::: Input material :::

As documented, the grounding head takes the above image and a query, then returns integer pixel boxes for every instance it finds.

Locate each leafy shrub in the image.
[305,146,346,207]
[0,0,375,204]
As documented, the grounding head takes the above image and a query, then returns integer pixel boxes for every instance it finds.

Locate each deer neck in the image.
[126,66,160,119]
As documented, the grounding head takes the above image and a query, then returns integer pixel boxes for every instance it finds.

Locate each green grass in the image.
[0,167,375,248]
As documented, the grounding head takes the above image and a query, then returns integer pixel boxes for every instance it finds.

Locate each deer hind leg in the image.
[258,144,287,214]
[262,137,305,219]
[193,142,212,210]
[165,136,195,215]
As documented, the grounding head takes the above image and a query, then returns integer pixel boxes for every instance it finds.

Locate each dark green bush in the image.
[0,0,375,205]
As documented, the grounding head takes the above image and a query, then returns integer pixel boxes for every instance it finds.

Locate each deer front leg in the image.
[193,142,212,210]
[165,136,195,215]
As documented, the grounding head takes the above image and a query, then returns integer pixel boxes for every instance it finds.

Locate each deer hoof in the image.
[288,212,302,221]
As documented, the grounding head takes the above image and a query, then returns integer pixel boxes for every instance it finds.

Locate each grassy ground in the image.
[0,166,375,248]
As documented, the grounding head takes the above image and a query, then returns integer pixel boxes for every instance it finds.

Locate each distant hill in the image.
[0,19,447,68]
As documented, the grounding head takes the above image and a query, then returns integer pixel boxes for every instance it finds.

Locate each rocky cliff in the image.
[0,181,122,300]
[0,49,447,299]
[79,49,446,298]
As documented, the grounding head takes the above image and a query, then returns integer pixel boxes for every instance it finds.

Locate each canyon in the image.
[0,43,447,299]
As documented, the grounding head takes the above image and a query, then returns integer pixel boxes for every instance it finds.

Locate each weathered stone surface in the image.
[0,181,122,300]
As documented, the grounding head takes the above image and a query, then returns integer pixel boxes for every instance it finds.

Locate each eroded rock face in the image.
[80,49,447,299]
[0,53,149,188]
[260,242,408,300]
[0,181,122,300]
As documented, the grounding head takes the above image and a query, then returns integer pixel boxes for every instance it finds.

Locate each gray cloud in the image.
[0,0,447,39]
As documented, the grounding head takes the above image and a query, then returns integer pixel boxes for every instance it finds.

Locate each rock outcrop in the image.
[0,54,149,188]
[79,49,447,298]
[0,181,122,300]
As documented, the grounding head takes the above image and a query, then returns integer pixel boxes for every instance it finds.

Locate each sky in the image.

:::

» **Work to be completed**: Show every line from the rows above that contains the word "deer".

» **Task result**:
Locate each deer neck in the image.
Locate each deer hind leg in the image.
Locate each deer front leg in the image.
Locate each deer hoof in the image.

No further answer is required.